Brief:
Please copy every one of the entries below line for line, with no change to any character.

Records to use:
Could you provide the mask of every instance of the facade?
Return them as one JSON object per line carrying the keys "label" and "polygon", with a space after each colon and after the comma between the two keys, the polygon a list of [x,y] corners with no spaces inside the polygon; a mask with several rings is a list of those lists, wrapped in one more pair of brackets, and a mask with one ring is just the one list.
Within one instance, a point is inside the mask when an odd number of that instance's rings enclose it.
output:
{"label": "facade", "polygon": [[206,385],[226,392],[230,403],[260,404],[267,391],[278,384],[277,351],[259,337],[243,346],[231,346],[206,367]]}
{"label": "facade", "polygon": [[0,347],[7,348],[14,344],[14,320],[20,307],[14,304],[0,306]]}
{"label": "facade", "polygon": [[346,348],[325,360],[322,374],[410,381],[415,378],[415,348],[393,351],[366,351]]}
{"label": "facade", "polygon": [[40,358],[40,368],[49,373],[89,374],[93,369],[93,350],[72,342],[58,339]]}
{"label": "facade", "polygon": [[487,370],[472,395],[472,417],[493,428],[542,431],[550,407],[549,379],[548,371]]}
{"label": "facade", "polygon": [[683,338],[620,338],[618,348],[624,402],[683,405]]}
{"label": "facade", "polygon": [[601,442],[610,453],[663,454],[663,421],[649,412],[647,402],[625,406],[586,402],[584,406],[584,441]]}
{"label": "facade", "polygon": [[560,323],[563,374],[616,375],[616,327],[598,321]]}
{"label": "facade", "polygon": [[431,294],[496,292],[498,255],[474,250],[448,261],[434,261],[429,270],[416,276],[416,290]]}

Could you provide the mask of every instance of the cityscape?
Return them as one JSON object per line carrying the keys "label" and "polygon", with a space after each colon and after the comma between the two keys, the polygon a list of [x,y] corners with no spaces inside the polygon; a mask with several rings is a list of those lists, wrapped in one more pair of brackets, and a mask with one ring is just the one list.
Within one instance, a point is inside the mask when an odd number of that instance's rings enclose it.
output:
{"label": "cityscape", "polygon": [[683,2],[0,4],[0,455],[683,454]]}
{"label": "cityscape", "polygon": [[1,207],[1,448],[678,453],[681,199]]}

Finished task:
Could you provide the mask of every instance of the facade?
Return them as one JSON object per line carrying the keys "label" and "polygon", with a space after each colon and after the comma between the two keys, the polygon a list of [x,y] corners with no spaces inside the polygon; a mask with several rings is a list of those lists, wrapped in one more pair of brackets, and a mask with one ring is just the one list.
Within one instance, a point is inside the mask when an odd number of that instance's rings enclose it.
output:
{"label": "facade", "polygon": [[206,385],[226,392],[230,403],[260,404],[267,391],[278,384],[277,351],[259,337],[243,346],[231,346],[206,367]]}
{"label": "facade", "polygon": [[0,347],[7,348],[14,344],[14,320],[20,307],[14,304],[0,306]]}
{"label": "facade", "polygon": [[346,348],[325,360],[322,374],[410,381],[415,378],[415,348],[393,351],[366,351]]}
{"label": "facade", "polygon": [[40,358],[40,368],[49,373],[89,374],[93,369],[93,350],[72,342],[58,339]]}
{"label": "facade", "polygon": [[487,370],[472,395],[472,417],[493,428],[542,431],[550,407],[549,379],[548,371]]}
{"label": "facade", "polygon": [[683,338],[620,338],[618,348],[624,402],[683,405]]}
{"label": "facade", "polygon": [[601,442],[610,453],[663,454],[663,421],[649,412],[647,402],[625,406],[586,402],[584,406],[584,441]]}
{"label": "facade", "polygon": [[560,323],[563,374],[616,375],[616,327],[598,321]]}
{"label": "facade", "polygon": [[431,294],[496,292],[498,255],[474,250],[448,261],[434,261],[429,270],[416,276],[416,290]]}

Could you provide the mask of every instance of the cityscape?
Return them as one JSON object per line carrying the keys "label" and "polygon", with a space after each colon and after the comma between the two keys, the polygon a list of [x,y] corners with no spaces inside the polygon; a mask with several rings is a list of those lists, wrapped in one more pair of brackets, and a mask with one ring is just the one list.
Within one instance, a point is inside the mask when an odd number of that instance's rings enclose it.
output:
{"label": "cityscape", "polygon": [[683,2],[0,4],[0,455],[683,454]]}
{"label": "cityscape", "polygon": [[1,207],[1,448],[678,453],[681,199]]}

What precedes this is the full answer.